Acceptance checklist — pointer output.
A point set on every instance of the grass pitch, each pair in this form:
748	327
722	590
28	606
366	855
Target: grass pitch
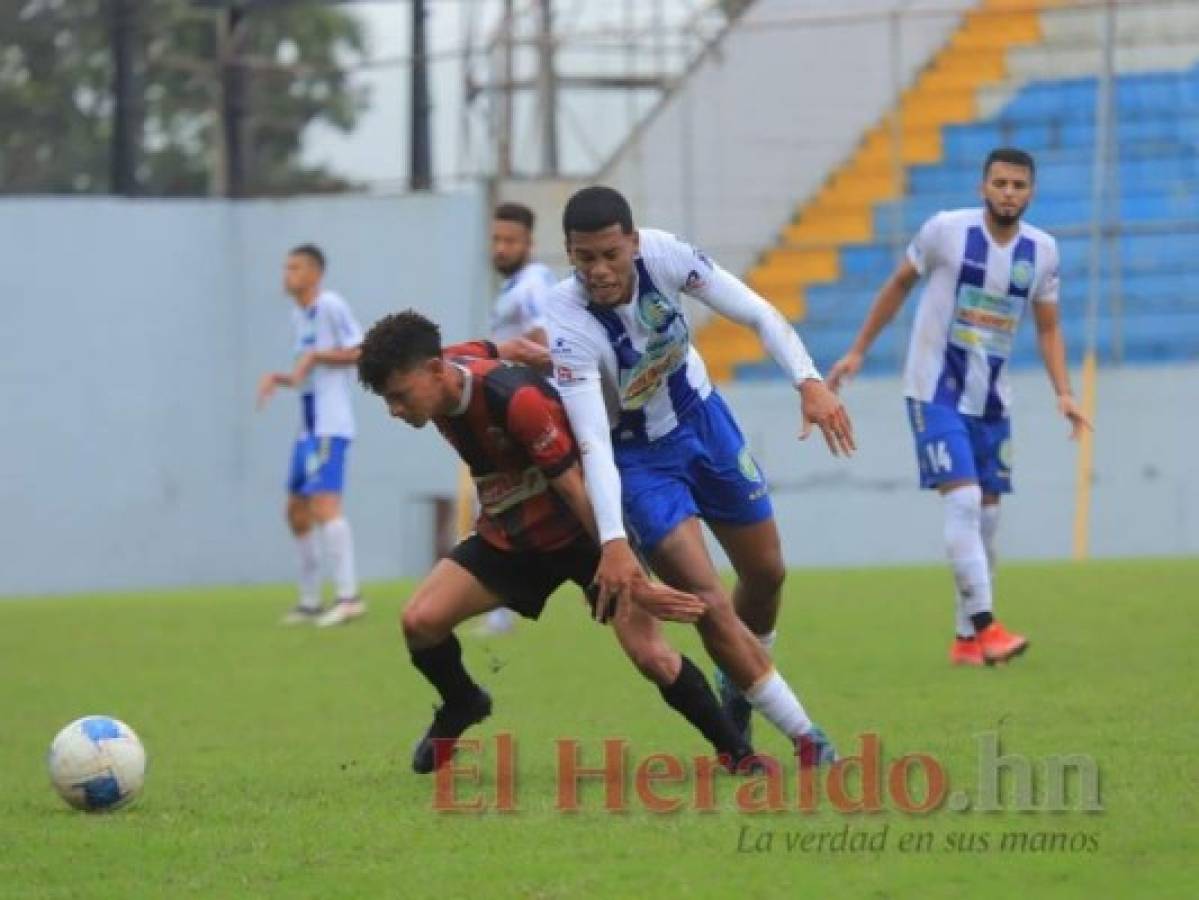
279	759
★ ★ ★ ★ ★
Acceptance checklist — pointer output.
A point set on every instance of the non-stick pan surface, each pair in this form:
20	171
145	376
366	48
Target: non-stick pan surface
★ ★ ★ ★ ★
### What you need to do
Your reply should hold every line from the data that contains "each", copied in full.

### Exercise solution
A point set on every instance of the grass pitch, each pair in this form:
A point set on every instance of the non-stick pan surface, each pair in this form:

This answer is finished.